— Problem to work on —
Display every line of the material below that contains the string "picture", copying each such line in full. Treat the match as case-sensitive.

— Data shown —
** BEGIN **
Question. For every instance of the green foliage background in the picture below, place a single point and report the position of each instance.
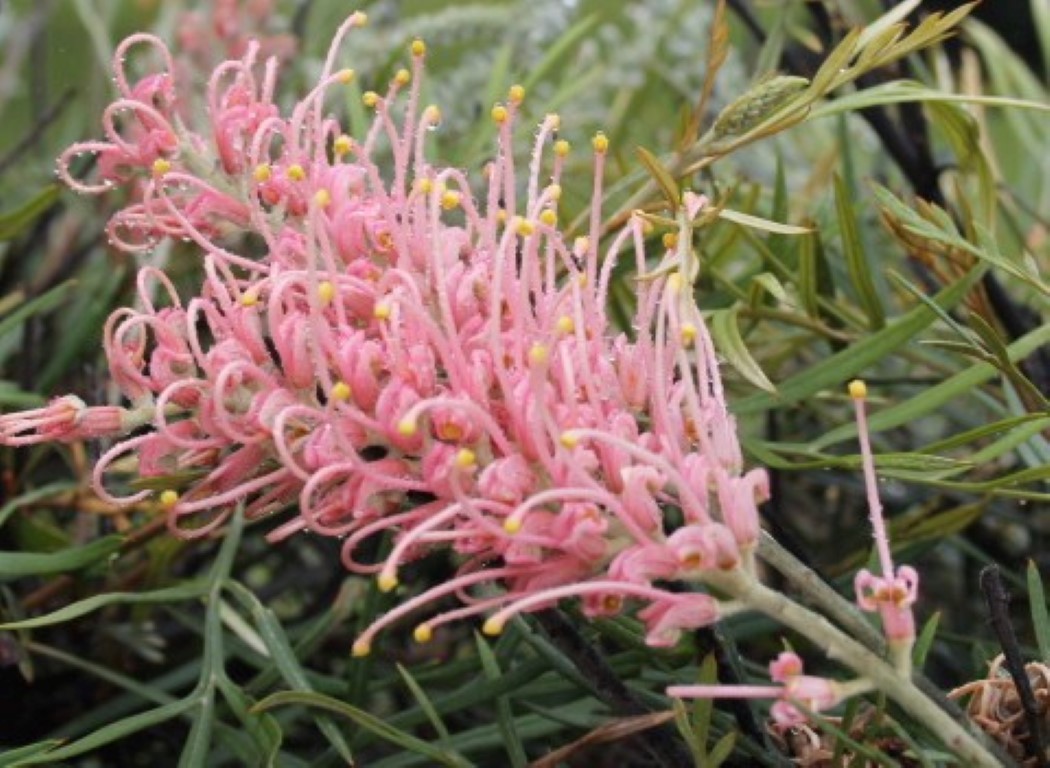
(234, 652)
** END **
** BEGIN **
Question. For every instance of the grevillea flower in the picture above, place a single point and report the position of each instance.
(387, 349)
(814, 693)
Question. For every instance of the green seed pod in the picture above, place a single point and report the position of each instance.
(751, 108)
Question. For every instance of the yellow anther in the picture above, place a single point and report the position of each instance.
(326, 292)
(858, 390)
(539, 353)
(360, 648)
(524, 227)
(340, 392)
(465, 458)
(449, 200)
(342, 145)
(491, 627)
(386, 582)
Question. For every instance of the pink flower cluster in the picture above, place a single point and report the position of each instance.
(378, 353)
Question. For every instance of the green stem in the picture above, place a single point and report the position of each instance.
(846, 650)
** END **
— Completed exercise —
Question. For every instance of the green foliage background in the picture below, place a single point and report the position of each instance.
Question. For every instance of the grevillea flower in the picture above, place a single point and report the position of each instance.
Question. For every instance of the green seed pod in the picture above, place a single point and report the position of each instance.
Question. For every instance of the yellow anther in the picture above, place a single point and report the position of each instance.
Question. For every instance of the pink flower cluster in the picture above, place a single point and report the position of each instance.
Question. For every instance of the green stem in the picture above, place a single point and report the position of each instance.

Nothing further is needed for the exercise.